-- PAGE EXTRACT follows --

Behind the Crime Scene - A True Crime Podcast
This happened in Midland City, Alabama. It turned out to be one of the most difficult and dangerous hostage cases ever handled by the Federal Bureau of Investigation.
It was January 29, 2013. Jimmy Lee Dykes waved down a school bus that was dropping off kids after school. The bus driver, 66 year old Charles Poland, Jr,, who knew Dykes, stopped the bus. Dykes boarded with an outrageous request. He wanted to take two boys’ hostage. Dykes had a gun, but the driver blocked the bus aisle to protect the kids on the bus. Dykes shot and killed the driver before kidnapping a five-year-old boy with special needs. His name was Ethan, and he sat in the seat closest to the door.
Dykes was a Vietnam War Veteran. He had lost touch with an ex-wife and two daughters. His older girl recalled his fondness of firearms and a hatred for authorities. Mr. Dykes had worked as a land surveyor and a truck driver. He had been fired from his last job after having a dispute with his boss. A neighbor referred to him as “a time bomb waiting to go off.””
Dykes carried Ethan to a six-foot by eight-foot underground bunker that was located on his property. The bunker was rigged with explosives and had only a narrow pipe for ventilation. Dykes called 911 and told the police he had taken a hostage. His ultimate goal? To swap Ethan for a female TV reporter who would join him in the bunker and broadcast his manifesto as he spoke. Once he delivered the message, he would put a plastic bag over his head and fill it with helium. The woman would hold his hand while he suffocated.
Dykes told the police to use the ventilation pipe to relay communications with him. Early on, they learned the pipe had been rigged with explosives and convinced Dykes to accept a throw phone. Hostage negotiators believed Dykes had explosives inside the bunker and tried to keep tensions low as they attempted to negotiate Ethan’s release. In the meantime, they convinced Dykes to allow them to deliver Ethan’s daily medicine, coloring books, food and toys that they would leave outside the bunker. After they moved away, Dykes would open the trap door and cautiously accept the supplies.
Over six days, Dykes became increasingly agitated and authorities believed he was going to kill Ethan. Law enforcement officials were faced with a serious, if not deadly decision.
Let's go Behind the Crime Scene to find out how Michael Osborn responded to this harrowing event.
References: “Inside an FBI Hostage Crisis” by Michael M. Phillips, The Wall Street Journal
“Rescuing the Boy in the Bunker” by Romeo Vitelli, Ph.D. Psychology Today
Upon graduating from the FBI Academy in 1998, Michael Osborn was assigned to the New York Field Office where he investigated civil rights and child exploitation matters. In 2003, he transferred to the Los Angeles Field Office, was assigned to the Violent Crimes Against Children Squad and conducted investigations involving online exploitation of children and human trafficking. Michael was promoted to squad supervisor in 2009 and established the first Innocence Lost National Initiative Task Force in Los Angeles County. This multi-agency task force of Local, State, and Federal agencies focused on child sex trafficking matters. In 2008 and 2009, Michael supported the FBI’s counterterrorism operations while in Iraq and Afghanistan.

-- PAGE EXTRACT concluded --

- WHAT TO DO:
• 1. Repeat everything in the podcast write-up from "Dykes told the" down to "accept the supplies.", word for word.
• 2. In the podcast write-up, how large was the underground bunker where Ethan was held?
The material after this point has nothing to do with the podcast write-up.

-- INFORMATION SUPPLIED follows --

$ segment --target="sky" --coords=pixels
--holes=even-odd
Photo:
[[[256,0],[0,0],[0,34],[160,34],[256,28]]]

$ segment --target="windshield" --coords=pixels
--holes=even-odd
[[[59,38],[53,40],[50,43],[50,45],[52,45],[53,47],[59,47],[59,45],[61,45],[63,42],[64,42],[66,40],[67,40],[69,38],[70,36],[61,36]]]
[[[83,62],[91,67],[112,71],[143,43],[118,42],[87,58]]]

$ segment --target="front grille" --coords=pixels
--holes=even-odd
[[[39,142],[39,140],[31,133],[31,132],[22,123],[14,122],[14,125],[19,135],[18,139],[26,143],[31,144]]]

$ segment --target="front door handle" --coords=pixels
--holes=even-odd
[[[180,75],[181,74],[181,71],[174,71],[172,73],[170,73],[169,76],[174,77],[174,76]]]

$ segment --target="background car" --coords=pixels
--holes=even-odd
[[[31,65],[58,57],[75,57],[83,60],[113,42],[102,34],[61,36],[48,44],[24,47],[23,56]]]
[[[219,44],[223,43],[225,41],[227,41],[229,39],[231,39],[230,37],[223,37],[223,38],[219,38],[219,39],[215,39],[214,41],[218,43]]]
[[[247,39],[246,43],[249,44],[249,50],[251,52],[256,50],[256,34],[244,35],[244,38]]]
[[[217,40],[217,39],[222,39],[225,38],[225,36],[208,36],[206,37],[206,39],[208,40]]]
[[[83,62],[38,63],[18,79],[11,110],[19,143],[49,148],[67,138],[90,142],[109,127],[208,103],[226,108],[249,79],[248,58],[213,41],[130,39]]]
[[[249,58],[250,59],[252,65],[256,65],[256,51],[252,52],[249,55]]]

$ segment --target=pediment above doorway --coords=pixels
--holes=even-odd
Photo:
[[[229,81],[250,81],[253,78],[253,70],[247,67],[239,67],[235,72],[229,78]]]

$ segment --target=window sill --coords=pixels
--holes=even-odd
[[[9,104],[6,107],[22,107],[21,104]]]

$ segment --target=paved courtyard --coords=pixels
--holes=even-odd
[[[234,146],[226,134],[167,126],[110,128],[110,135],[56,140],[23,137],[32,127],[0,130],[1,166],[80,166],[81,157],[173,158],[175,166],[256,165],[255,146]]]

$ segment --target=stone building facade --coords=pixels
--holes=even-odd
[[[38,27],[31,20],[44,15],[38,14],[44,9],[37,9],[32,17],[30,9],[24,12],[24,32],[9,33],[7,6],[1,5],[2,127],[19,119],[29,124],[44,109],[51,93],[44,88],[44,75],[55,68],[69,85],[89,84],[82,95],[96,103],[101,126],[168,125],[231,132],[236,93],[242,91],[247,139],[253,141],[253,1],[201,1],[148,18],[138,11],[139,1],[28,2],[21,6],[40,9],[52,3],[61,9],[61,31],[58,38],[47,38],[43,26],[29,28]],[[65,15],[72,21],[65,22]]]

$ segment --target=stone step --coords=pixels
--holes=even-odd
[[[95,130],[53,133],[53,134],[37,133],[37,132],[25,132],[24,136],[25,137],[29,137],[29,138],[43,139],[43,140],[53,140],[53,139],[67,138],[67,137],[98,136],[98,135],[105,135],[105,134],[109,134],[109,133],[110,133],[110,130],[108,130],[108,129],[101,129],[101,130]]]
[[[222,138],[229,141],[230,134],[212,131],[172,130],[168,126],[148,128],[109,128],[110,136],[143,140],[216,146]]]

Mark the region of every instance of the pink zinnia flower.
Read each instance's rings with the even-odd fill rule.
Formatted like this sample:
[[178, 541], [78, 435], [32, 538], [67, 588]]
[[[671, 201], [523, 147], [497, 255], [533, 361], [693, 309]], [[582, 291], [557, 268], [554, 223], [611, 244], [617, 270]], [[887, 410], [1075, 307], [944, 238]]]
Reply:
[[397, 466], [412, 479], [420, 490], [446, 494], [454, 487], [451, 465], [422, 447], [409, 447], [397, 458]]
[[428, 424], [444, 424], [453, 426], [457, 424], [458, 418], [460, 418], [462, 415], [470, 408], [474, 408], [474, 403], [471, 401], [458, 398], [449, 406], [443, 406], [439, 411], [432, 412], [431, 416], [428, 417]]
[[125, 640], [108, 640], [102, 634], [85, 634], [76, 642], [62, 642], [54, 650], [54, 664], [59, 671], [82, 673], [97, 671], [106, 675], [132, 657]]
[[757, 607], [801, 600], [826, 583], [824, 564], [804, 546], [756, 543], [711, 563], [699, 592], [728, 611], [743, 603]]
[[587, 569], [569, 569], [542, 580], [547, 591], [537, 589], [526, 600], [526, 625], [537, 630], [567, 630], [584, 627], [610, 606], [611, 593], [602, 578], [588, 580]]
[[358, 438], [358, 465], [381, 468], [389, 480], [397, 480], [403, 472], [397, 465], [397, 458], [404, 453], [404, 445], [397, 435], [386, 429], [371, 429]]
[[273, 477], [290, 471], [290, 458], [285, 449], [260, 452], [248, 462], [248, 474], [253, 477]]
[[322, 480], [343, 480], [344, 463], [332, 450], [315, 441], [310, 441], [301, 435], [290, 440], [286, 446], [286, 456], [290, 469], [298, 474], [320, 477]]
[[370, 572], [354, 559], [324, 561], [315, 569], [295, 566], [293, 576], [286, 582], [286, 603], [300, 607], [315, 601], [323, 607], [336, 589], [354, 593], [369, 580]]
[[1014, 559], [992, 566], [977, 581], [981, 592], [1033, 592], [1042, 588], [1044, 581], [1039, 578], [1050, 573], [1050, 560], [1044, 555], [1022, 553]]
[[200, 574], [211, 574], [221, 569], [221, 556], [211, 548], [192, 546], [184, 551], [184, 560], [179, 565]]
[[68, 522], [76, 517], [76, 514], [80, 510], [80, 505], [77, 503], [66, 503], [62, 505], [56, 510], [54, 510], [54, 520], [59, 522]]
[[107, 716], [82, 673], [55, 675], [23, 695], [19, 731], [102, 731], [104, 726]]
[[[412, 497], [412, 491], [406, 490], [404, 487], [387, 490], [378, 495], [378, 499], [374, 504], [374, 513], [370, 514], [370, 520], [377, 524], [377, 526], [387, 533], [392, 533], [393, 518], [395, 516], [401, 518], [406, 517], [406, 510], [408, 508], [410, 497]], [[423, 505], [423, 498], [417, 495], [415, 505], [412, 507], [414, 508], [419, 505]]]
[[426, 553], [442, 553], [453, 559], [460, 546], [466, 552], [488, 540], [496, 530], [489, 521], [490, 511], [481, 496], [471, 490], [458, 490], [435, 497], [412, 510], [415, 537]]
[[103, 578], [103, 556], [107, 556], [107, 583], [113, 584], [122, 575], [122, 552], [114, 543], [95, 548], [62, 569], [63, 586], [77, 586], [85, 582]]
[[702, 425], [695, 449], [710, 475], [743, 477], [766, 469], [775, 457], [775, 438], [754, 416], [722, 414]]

-- INFORMATION SUPPLIED concluded --

- OUTPUTS FOR THE TASKS:
• 1.
Dykes told the police to use the ventilation pipe to relay communications with him. Early on, they learned the pipe had been rigged with explosives and convinced Dykes to accept a throw phone. Hostage negotiators believed Dykes had explosives inside the bunker and tried to keep tensions low as they attempted to negotiate Ethan’s release. In the meantime, they convinced Dykes to allow them to deliver Ethan’s daily medicine, coloring books, food and toys that they would leave outside the bunker. After they moved away, Dykes would open the trap door and cautiously accept the supplies.

• 2. Six feet by eight feet.